▶ **Article**:

========

Friday, September 21, 2007

15 to 1 Ratio

So….. I have been working for a client down in Riverside County and we have monthly progress meetings in Lake Elsinore.

Take 4 flights:

Get up at 3:45 am jump in the shower and rush out the door at 4:20. Get to the airport at 4: 35 and grab my ticket for the 5:15 flight to San Francisco. Come around the corner and see a huge line for security. That’s ok….still got some time.

Hump……Waiting…..Dam this line is moving slow. There is a couple in front of me, looks like they are going on some trip to the City. Quarter to five, pitch black outside and she has got her visor on to shield her eyes from the glare. Tight grey turtleneck and black stretch pants.

I really shouldn’t talk. I lost my glasses two weeks ago and have resorted to wearing my prescription sunglasses in the office, at night, watching TV, in meetings. What a dork. Anyway,….This lady in front of me is obviously ticked that the line is taking so long…….grumble, grumble, grumble.

Wife: “This is awful”

Husband: shrug look over, “huh”

Wife: “Oh guy…..this is awful”

Husband: shrug look over, “huh”

Wife: “You know what this is like”

Husband: Shrug, “huh”

Wife: “This is like a colonoscopy first thing in the morning”

Nice. Instantly I have an all too vivid picture in my head of something I don’t want to be thinking about.

Wife: “What is taking so long, Is this lotion more than 3 ounces, what a pain”

Husband: Shrug and look away as if he has heard this griping for 30 years. In one ear and out the other.

We get up to the security boarding pass ticket checker person and she asks the couple for their tickets and ID’s.

Wife: This is awful…..we have been flying for years.

The ticket checker looks and gives her a smile like, “Shut up, I could care less, just move along and get going. It is people like you that make this whole process slower than it needs to be.”

Ticket Checker: Bye, Bye……Like that SNL skit with the flight attendants

Bye, Bye……Now get out.
So we keep moving along snaking through the line, you know the type. Up and down like at Disneyland. We get to the conveyor belts for the x-ray machine and I am faced with a decision. Right lane or left? Right looks good, but there are a couple of ladies struggling to take off their shoes. Left is the couple. The woman is still shaking her head.

I chose left, at least I will have some entertainment. Take off my shoes, get out the computer, take off the belt, remove any change. The couple in front is a zoo. She sends her carry on through but forgets her boarding pass.

Boarding pass…….

Wife: Oh…It is in my bag, this is awful.

She finally gets it and moves on through. By now the other line is moving like melted butter, but still I wait. Now it is the husband’s turn.

Boarding pass…….shuffle, shuffle. He digs it out of his pocket.

Please remove your jacket. Grumble, grumble, shuffle, shuffle

By now my flight is boarding. Finally, get through and run down the terminal. Reach the gate.

Passengers flight 6407 to San Francisco is delayed. Great.

It was only delayed for 10 minutes so I get to SF and make my connector to Ontario, get a ride down to Lake Elsinore and sit through a 1 hour meeting.

Time: 12:15. My flight leaves at 3:45 back to SF. Shuffle, shuffle, grumble, grumble. Go to lunch with the project manager from our Pasadena office. Lets just say there is not much to eat in Lake Elsinore.

========

(A section of a data file)
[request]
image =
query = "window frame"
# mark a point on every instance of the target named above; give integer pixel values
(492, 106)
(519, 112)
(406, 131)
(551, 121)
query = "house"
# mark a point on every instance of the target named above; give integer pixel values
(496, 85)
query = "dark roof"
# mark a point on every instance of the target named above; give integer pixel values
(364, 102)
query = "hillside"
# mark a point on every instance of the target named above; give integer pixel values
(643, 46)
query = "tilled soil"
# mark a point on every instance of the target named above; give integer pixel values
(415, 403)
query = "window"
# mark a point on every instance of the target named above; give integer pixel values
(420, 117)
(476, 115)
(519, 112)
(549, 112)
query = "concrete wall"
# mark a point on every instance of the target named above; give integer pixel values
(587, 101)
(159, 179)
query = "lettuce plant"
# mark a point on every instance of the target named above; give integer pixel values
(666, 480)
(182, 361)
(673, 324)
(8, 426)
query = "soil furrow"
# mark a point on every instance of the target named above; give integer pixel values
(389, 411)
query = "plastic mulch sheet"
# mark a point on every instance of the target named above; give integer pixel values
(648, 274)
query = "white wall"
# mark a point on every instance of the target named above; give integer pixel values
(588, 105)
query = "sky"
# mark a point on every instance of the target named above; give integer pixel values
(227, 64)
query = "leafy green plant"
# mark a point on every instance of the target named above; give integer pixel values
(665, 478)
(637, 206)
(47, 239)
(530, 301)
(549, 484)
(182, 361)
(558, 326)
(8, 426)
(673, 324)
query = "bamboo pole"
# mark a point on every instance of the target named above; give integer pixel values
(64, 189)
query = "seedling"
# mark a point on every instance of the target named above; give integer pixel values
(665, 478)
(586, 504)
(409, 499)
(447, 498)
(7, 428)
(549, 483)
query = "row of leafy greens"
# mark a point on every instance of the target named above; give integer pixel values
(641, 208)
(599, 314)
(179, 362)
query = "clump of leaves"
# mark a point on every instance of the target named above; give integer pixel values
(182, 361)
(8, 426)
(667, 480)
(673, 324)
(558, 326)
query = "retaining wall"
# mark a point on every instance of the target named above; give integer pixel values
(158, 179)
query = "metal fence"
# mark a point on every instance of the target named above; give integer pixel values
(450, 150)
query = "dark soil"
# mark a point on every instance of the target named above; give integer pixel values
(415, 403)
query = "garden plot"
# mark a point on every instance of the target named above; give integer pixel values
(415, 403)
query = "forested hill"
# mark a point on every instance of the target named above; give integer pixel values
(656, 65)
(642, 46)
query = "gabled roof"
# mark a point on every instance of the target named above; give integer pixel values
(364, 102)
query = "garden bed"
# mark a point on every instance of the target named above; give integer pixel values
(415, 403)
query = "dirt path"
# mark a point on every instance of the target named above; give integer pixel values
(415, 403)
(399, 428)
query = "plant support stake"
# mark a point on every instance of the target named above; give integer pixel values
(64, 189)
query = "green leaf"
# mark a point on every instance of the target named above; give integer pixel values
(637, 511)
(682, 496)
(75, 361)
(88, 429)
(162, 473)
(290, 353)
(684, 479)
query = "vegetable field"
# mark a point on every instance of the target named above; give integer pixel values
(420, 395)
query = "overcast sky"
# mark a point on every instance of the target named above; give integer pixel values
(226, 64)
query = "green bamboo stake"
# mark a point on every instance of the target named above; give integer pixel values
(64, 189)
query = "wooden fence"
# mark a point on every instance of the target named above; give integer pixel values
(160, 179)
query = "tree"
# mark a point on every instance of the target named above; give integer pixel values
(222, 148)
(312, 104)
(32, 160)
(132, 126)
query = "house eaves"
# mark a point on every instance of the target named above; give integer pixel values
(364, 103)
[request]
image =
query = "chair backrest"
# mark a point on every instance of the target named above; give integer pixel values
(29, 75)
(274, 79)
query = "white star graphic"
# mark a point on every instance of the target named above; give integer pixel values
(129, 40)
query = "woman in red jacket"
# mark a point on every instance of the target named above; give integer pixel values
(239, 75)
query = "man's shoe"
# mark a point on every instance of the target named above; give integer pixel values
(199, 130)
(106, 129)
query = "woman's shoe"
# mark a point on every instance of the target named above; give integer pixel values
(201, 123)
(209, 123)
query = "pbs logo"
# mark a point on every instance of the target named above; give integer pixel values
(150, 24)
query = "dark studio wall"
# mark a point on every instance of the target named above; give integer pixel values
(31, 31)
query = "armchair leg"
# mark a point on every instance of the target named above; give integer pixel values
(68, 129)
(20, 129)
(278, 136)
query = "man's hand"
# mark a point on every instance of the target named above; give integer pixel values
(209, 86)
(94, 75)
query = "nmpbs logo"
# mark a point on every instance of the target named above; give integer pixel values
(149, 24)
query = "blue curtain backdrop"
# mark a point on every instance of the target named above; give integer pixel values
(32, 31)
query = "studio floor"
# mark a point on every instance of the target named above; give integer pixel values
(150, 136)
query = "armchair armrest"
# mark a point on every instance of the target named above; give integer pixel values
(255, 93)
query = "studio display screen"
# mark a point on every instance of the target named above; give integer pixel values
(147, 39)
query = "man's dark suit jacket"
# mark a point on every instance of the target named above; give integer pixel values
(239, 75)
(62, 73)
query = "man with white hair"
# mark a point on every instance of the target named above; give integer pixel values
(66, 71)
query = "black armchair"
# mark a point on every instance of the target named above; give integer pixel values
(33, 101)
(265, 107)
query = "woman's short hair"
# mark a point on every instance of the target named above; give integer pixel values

========

▶ **Brief**:
Edit the blog post starting at "It was only" and ending at "eat in Lake Elsinore.", replacing "project manager" with "site engineer".

▶ **Worked answer**:
It was only delayed for 10 minutes so I get to SF and make my connector to Ontario, get a ride down to Lake Elsinore and sit through a 1 hour meeting.

Time: 12:15. My flight leaves at 3:45 back to SF. Shuffle, shuffle, grumble, grumble. Go to lunch with the site engineer from our Pasadena office. Lets just say there is not much to eat in Lake Elsinore.